PAGE
---

This example uses an optional alias of total.

The simplified form supports only FROM and WHERE clauses. See the GQL reference for more information.

sum() aggregation

Use the sum() aggregation to return the total sum of numeric values that match a given query. For example, the following sum() aggregation returns the total sum of numeric values of the given property from entities of the given kind:

Java

import static com.google.cloud.datastore.aggregation.Aggregation.sum;

import com.google.cloud.datastore.AggregationQuery;
import com.google.cloud.datastore.AggregationResult;
import com.google.cloud.datastore.Datastore;
import com.google.cloud.datastore.DatastoreOptions;
import com.google.cloud.datastore.Entity;
import com.google.cloud.datastore.EntityQuery;
import com.google.cloud.datastore.Key;
import com.google.cloud.datastore.Query;
import com.google.common.collect.Iterables;

public class SumAggregationOnKind {

  // Instantiates a client.

---

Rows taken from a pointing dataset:
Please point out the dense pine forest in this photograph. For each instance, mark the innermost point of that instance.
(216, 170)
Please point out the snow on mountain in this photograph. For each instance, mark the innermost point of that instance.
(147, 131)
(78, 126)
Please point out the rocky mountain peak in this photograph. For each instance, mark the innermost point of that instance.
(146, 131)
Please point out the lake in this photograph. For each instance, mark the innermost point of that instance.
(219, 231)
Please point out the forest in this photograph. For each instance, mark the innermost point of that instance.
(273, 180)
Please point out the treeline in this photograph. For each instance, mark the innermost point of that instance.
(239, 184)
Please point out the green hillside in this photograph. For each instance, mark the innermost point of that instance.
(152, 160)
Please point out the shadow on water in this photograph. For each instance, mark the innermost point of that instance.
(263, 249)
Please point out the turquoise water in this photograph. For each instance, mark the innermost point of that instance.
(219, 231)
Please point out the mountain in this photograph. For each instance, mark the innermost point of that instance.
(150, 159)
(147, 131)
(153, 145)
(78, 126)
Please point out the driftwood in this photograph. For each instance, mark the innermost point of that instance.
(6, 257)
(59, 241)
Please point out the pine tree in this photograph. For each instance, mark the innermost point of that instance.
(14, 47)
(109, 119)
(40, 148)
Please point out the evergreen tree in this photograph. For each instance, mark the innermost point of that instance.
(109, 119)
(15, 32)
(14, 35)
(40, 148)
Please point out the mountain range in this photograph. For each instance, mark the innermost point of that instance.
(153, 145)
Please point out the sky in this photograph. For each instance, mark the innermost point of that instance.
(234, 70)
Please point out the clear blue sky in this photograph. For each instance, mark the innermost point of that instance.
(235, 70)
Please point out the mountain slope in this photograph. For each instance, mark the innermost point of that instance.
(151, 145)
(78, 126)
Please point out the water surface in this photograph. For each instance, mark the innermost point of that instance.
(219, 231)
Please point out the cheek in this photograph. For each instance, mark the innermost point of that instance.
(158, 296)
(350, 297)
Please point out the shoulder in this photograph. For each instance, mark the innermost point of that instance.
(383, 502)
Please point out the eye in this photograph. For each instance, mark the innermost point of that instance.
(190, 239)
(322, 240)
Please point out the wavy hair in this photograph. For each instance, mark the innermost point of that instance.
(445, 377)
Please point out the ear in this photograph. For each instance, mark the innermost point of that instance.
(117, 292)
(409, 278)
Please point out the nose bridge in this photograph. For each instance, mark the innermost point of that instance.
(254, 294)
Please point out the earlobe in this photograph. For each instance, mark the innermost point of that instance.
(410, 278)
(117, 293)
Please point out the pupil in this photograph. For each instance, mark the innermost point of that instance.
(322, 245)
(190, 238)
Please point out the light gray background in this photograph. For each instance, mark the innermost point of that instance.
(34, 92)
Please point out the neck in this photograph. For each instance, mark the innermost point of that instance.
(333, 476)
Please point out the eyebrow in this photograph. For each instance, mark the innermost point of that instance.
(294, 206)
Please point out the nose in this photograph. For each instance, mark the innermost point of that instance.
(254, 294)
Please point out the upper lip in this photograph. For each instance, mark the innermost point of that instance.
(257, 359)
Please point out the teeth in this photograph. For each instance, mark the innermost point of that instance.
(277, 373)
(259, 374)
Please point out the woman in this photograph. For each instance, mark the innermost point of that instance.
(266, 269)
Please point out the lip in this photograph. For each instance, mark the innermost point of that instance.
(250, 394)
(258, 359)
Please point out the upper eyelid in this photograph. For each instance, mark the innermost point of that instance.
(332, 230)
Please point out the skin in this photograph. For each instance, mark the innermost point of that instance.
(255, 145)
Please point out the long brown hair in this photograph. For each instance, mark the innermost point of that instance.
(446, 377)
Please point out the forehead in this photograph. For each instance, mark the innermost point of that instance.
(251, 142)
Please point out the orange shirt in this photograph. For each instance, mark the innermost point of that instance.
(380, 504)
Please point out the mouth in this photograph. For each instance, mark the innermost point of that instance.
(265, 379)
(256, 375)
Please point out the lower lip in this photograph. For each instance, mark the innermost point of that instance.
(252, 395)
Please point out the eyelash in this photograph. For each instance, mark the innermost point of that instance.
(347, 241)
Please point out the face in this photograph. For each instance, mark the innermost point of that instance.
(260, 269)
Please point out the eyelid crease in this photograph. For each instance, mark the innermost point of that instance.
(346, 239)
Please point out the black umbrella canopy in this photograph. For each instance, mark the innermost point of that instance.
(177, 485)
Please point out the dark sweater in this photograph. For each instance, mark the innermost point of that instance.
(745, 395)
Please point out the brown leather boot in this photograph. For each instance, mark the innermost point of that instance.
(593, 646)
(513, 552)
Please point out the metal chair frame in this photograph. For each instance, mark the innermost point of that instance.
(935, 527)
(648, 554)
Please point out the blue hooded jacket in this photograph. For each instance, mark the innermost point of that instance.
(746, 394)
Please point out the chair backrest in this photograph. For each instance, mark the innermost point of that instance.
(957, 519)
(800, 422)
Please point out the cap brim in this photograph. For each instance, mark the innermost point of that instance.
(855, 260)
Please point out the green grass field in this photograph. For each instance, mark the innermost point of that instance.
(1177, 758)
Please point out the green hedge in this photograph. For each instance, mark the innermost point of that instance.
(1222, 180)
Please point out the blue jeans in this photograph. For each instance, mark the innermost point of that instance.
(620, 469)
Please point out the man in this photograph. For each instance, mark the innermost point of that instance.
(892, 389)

---

TASKS TO PERFORM
**1.** From the page on the sum() aggregation, list every class that a non-static import statement brings in from the com.google.cloud.datastore package.
**2.** Carry on the page on the sum() aggregation from the point where it stops.

THE RESULTS
**1.** AggregationQuery, AggregationResult, Datastore, DatastoreOptions, Entity, EntityQuery, Key, Query

**2.**
  private static final Datastore datastore = DatastoreOptions.getDefaultInstance().getService();

  // The kind for the new entity.
  private static final String kind = "Sales";

  // Setting up Sales in database
  private static void setUpSales() {
    Key sales1Key = datastore.newKeyFactory().setKind(kind).newKey("sales1");
    Key sales2Key = datastore.newKeyFactory().setKind(kind).newKey("sales2");
    Key sales3Key = datastore.newKeyFactory().setKind(kind).newKey("sales3");

    // Save all the sales.
    datastore.put(
        Entity.newBuilder(sales1Key).set("amount", 89).build(),
        Entity.newBuilder(sales2Key).set("amount", 95).build(),
        Entity.newBuilder(sales3Key).set("amount", 55).build());
  }

  // Accessing aggregation result by the provided custom alias.
  private static void usageWithCustomAlias() {
    EntityQuery selectAllSales = Query.newEntityQueryBuilder().setKind(kind).build();
    // Creating an aggregation query to get the sum of all sales.
    AggregationQuery sumOfSalesQuery =
        Query.newAggregationQueryBuilder()
            .over(selectAllSales)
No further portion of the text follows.